In the material below, tally the lines that include the string "sand", then write down only the total.

Content starts

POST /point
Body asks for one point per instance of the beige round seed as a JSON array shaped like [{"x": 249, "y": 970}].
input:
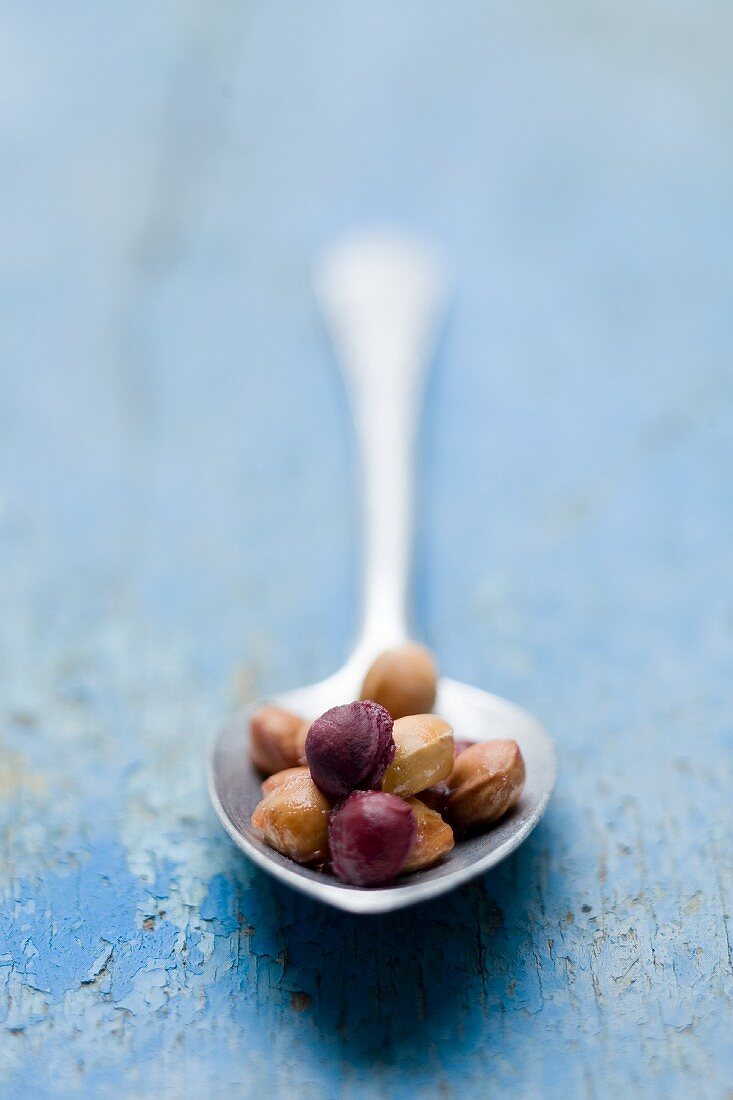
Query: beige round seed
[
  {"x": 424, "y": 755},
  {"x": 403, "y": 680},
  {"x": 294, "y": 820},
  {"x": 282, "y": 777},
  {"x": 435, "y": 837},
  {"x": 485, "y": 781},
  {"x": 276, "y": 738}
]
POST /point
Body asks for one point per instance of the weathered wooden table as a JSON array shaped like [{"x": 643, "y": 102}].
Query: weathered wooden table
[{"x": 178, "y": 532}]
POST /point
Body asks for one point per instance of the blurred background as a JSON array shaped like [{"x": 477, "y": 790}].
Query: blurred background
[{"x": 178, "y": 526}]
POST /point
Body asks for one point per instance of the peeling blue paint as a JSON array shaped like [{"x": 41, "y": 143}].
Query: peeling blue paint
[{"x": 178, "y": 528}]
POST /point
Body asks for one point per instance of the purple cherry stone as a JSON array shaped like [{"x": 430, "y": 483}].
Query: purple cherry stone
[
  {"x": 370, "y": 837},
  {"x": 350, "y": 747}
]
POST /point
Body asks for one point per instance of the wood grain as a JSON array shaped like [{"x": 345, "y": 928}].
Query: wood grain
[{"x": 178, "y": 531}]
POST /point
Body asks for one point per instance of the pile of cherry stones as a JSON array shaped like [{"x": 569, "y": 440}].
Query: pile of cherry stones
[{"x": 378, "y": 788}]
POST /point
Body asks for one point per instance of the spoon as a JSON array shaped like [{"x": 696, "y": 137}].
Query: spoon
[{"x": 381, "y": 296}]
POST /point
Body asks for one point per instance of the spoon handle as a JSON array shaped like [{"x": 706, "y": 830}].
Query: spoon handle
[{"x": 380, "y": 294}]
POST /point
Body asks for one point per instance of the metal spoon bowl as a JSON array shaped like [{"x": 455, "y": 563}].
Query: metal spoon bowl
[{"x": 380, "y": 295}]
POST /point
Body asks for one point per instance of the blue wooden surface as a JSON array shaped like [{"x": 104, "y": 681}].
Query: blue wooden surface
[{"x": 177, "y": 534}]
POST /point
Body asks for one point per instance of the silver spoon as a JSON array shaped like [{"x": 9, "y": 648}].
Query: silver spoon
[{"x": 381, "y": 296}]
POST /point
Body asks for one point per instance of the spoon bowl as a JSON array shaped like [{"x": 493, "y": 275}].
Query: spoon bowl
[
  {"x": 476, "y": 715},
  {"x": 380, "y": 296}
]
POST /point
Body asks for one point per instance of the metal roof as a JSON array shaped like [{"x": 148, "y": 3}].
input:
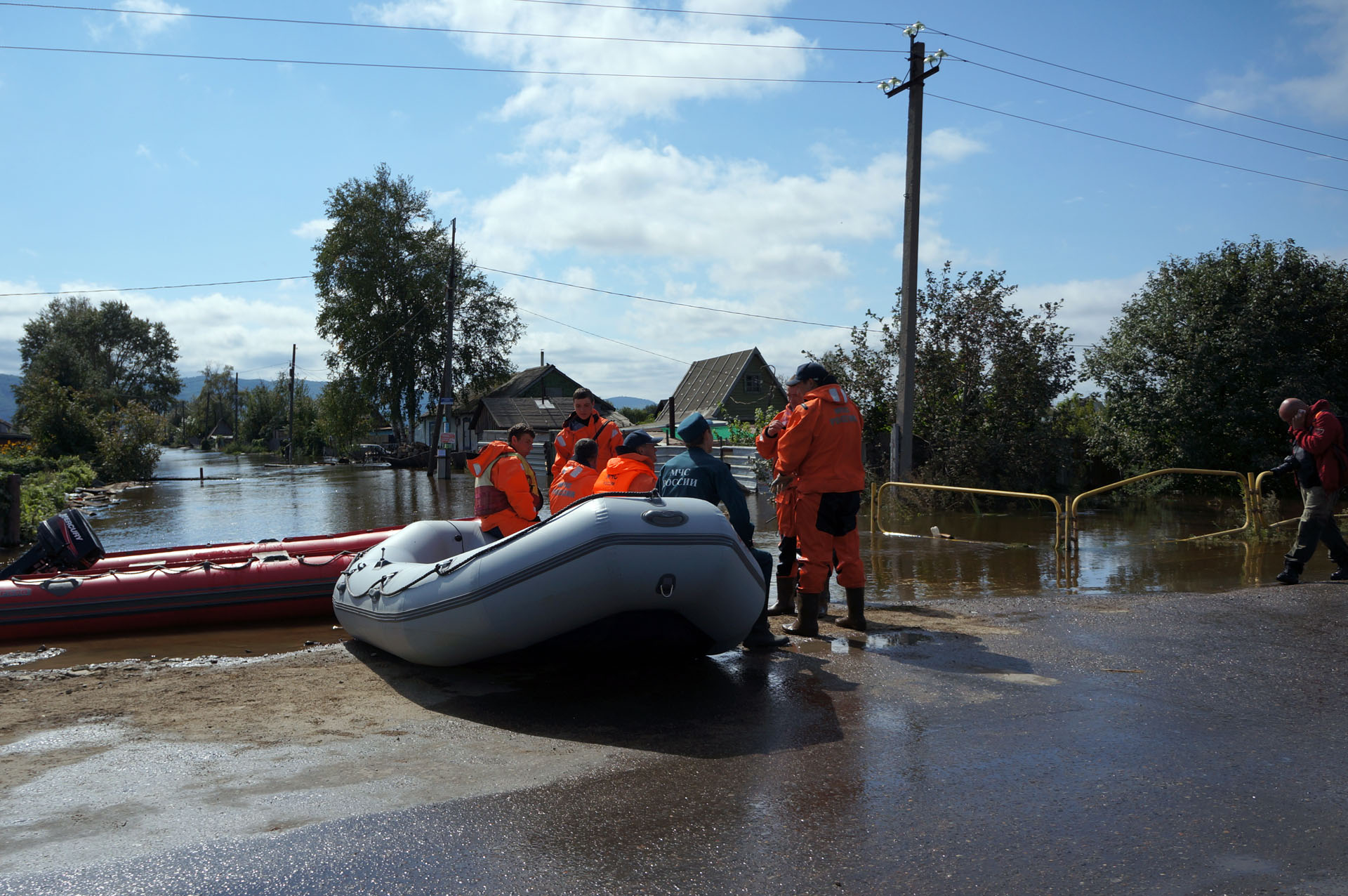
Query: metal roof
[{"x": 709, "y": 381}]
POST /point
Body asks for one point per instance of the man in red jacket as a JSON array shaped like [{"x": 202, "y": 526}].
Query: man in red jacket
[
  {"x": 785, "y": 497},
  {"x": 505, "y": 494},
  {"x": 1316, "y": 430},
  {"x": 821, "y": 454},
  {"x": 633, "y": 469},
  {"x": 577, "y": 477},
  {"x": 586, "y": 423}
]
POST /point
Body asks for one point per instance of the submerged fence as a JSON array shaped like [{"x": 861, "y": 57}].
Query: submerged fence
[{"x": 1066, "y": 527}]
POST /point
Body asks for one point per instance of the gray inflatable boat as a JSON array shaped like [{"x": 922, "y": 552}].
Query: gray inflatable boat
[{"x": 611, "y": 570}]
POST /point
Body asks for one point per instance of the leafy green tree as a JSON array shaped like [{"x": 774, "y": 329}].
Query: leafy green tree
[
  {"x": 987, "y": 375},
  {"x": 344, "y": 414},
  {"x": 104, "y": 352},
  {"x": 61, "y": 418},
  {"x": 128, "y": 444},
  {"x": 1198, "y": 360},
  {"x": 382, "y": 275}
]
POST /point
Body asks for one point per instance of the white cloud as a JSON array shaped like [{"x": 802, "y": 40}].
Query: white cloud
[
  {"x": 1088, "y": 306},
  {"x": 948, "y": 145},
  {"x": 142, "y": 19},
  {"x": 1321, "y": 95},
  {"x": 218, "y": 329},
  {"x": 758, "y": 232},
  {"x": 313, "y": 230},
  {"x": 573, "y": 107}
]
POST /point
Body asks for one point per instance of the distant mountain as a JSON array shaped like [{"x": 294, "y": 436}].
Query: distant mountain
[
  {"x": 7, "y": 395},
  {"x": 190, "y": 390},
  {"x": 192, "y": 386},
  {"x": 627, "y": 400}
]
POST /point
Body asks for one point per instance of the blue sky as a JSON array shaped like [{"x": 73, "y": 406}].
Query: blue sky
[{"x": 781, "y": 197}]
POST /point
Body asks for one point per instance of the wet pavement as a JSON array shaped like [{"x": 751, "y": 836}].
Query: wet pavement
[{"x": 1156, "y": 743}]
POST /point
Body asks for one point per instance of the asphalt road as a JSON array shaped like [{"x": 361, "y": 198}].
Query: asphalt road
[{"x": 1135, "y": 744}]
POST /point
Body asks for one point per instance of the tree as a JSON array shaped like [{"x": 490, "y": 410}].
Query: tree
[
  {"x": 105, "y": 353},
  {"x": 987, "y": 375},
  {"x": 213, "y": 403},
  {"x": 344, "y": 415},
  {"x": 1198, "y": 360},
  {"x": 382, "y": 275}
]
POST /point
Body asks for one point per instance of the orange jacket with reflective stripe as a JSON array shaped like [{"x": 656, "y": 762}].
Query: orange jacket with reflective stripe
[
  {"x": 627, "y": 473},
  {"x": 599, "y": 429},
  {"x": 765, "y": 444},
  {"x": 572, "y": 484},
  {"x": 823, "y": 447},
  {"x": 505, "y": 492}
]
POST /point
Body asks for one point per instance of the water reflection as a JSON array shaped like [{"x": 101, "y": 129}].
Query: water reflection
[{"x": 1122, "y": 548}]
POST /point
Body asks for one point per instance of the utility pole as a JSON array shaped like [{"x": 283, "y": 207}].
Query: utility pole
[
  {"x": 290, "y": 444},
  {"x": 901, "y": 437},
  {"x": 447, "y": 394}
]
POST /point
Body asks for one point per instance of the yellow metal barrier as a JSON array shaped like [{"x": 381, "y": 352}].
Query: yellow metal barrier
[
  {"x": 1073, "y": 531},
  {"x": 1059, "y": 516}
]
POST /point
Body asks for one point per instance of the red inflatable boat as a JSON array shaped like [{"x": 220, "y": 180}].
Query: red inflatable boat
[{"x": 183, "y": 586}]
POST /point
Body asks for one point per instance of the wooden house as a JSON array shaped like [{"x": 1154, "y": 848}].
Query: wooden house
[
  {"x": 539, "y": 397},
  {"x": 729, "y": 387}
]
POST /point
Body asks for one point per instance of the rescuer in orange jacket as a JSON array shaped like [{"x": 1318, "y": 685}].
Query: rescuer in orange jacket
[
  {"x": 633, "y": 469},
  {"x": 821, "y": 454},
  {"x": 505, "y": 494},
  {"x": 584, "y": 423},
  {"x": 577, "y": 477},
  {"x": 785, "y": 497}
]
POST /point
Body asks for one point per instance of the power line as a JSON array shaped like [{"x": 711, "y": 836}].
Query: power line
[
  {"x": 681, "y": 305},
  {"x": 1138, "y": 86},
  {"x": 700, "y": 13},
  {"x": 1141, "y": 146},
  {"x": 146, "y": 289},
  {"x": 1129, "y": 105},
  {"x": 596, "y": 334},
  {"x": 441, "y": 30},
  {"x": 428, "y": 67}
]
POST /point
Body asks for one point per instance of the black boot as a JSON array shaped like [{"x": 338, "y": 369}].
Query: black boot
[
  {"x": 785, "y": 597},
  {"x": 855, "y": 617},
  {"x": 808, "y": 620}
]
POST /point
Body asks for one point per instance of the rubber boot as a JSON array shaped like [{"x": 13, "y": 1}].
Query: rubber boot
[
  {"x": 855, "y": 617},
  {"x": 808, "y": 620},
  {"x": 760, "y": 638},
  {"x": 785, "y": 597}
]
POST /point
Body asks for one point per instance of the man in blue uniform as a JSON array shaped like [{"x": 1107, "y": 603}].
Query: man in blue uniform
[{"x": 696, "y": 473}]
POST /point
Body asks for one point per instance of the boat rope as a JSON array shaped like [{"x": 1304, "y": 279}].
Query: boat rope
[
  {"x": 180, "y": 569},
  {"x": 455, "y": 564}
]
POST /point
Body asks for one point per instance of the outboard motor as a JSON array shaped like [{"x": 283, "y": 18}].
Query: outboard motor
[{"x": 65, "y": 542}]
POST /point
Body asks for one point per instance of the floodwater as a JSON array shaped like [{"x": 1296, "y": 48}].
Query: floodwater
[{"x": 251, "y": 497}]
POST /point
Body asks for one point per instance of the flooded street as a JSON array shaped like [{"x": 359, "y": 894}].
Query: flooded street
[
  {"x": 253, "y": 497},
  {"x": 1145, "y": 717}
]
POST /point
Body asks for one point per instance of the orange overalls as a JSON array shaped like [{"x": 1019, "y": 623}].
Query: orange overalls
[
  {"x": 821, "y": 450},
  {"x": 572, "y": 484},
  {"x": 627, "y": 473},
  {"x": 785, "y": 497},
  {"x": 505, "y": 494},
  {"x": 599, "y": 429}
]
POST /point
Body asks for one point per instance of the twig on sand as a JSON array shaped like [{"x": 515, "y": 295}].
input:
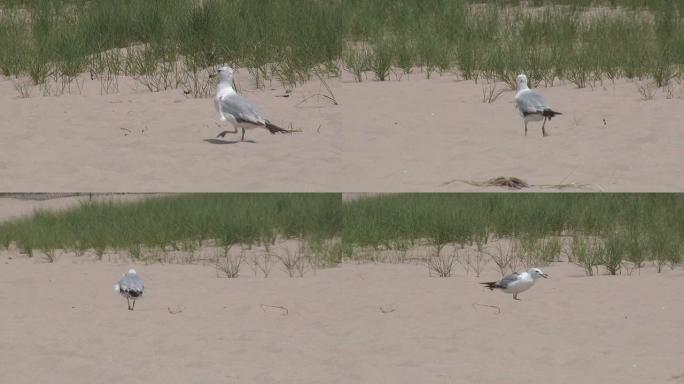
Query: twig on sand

Content ends

◆ **Answer space**
2